● **SUPPLIED DATA**:
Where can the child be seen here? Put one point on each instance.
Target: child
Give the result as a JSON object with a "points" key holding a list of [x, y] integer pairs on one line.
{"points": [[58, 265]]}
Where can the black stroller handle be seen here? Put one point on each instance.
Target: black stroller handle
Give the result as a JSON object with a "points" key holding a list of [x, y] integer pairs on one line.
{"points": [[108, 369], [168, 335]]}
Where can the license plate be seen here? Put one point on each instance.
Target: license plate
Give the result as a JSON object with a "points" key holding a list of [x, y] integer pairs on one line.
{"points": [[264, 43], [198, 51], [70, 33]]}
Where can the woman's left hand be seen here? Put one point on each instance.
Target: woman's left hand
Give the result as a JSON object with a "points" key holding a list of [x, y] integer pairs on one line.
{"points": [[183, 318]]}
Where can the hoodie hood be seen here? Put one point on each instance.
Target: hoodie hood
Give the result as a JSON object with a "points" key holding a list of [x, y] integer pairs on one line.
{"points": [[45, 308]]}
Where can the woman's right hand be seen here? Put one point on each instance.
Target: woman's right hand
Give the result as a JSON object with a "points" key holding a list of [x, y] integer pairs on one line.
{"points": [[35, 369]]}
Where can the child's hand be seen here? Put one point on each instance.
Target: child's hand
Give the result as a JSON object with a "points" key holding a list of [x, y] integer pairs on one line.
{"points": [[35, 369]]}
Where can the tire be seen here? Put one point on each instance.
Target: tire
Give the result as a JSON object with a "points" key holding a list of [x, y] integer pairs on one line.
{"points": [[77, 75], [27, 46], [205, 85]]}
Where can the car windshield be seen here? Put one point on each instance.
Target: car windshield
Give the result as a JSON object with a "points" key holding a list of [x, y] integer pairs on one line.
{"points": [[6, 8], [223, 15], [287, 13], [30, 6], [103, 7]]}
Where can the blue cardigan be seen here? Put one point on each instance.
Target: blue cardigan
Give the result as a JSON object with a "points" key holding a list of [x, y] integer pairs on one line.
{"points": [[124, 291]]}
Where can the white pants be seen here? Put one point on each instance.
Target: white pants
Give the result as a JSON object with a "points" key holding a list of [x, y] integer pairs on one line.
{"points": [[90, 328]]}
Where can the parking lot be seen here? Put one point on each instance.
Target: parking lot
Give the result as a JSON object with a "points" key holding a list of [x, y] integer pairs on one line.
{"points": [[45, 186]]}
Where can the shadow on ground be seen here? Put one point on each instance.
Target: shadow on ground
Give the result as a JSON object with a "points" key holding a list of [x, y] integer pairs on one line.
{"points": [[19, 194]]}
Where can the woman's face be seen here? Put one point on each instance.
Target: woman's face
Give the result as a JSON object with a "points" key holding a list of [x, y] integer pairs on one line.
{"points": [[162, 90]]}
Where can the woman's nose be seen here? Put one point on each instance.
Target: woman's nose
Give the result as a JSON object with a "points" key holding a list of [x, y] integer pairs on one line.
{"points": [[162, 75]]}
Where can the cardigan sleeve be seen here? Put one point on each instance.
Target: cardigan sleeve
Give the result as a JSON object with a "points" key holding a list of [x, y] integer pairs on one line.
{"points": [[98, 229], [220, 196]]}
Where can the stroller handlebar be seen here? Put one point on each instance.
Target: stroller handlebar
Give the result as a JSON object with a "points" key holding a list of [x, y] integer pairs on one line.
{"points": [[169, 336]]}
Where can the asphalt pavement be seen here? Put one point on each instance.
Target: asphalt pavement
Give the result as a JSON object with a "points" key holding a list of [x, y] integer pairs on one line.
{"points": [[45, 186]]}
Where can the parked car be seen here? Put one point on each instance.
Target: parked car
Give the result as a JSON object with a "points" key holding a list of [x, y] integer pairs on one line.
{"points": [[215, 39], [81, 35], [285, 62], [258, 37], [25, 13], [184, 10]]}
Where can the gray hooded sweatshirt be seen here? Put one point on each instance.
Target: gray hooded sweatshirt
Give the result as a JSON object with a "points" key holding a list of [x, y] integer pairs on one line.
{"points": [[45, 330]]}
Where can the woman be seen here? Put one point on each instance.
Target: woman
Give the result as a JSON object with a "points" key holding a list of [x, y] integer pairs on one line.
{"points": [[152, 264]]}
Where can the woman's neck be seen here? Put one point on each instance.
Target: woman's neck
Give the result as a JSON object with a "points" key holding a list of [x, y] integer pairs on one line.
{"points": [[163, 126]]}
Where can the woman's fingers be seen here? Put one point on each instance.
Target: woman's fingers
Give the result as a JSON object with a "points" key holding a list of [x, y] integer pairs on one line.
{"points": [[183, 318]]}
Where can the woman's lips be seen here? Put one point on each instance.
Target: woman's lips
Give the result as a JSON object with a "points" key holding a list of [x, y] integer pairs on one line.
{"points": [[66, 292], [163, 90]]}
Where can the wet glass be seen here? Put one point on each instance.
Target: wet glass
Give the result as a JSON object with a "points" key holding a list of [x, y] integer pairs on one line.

● **WHAT THE TASK REQUIRES**: Can you write out the lines again, beginning with the one that has "Where can the wet" and going through the last line, with "wet glass" substituted by "fogged glass" and nothing else changed?

● **TASK ANSWER**:
Where can the fogged glass be seen here? Put one point on each instance.
Target: fogged glass
Give the result as a JSON object with a "points" key holding a list of [x, y] integer pairs on one line.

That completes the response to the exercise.